##### Texto apresentado
Não vamos retomar aqui todas as ricas observações e elaborações dessa obra importante. Nosso ponto é de destacar a importância da noção de desenvolvimento infantil na obra freudiana desde o início do século XX.

A segunda etapa dessa construção será trazida pelo texto de 1924, de Karl Abraham, onde os estádios libidinais vão encontrar sua definição mais precisa, ligados ao desenvolvimento da libido.

Temos então um movimento duplo entre o desenvolvimento da libido e algumas etapas, definidas como sucessivas, pelas quais essa mesma libido deve passar para chegar na etapa genital definitiva (Abraham, 1924). Nesse caminho, a libido pode encontrar várias pedras, que Abraham enumera da seguinte maneira:

  • um fator constitucional que pode reforçar tendências psicopatológicas já presentes.
  • a fixação da libido em algum estádio do desenvolvimento
  • uma ferida narcísica infantil grave, por decepção amorosa ligada à pessoa materna. Não fica claro, embora seja provável, se Abraham refere-se ao pré-edipiano.
  • Decepção amorosa edipiana.

O segundo ponto importante é a ligação sistemática que Abraham faz com a psicopatologia. O desenvolvimento da libido e seus destinos vai permitir uma nosografia dos transtornos mentais, em função do momento de fixação, de parada do seu movimento na direção da genitalidade definitiva.
##########
##### Dados de origem
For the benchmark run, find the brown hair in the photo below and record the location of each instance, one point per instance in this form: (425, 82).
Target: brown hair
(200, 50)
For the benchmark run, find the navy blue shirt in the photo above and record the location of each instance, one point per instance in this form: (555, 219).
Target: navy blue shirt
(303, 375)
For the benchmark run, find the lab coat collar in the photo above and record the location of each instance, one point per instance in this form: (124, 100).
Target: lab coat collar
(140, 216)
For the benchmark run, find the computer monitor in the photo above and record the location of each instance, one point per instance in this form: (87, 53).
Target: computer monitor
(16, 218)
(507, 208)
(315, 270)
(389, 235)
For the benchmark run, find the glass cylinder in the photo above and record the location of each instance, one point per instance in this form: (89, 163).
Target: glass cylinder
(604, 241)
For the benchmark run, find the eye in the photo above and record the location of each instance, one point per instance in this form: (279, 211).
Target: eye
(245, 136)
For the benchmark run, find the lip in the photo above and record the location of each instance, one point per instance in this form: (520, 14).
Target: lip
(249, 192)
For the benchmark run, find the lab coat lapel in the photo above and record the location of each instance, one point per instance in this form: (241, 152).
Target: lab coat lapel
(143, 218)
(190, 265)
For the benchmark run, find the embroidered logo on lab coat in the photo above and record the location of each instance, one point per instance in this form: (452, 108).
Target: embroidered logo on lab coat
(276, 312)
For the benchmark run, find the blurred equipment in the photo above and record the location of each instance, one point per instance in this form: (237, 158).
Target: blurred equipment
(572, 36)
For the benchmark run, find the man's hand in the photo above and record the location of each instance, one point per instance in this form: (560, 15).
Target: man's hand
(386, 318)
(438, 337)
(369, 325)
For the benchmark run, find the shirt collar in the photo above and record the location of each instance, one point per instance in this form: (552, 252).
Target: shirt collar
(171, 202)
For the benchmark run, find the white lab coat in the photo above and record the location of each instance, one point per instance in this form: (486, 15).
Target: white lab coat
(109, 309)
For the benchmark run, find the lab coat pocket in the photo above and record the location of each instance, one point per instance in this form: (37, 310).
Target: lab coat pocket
##########
> Instruções da tarefa
As afirmações abaixo concordam com o texto sobre os estádios libidinais? Responda sim ou não a cada uma e cite literalmente as palavras do texto que decidem.
1. O texto de Karl Abraham mencionado é de 1924.
2. Abraham deixa claro que a ferida narcísica infantil se refere ao pré-edipiano.
3. Abraham liga o desenvolvimento da libido à psicopatologia.
Não é preciso consultar as linhas para responder.

> Resolução da tarefa
1. Sim: "pelo texto de 1924, de Karl Abraham"
2. Não: "Não fica claro, embora seja provável, se Abraham refere-se ao pré-edipiano."
3. Sim: "a ligação sistemática que Abraham faz com a psicopatologia"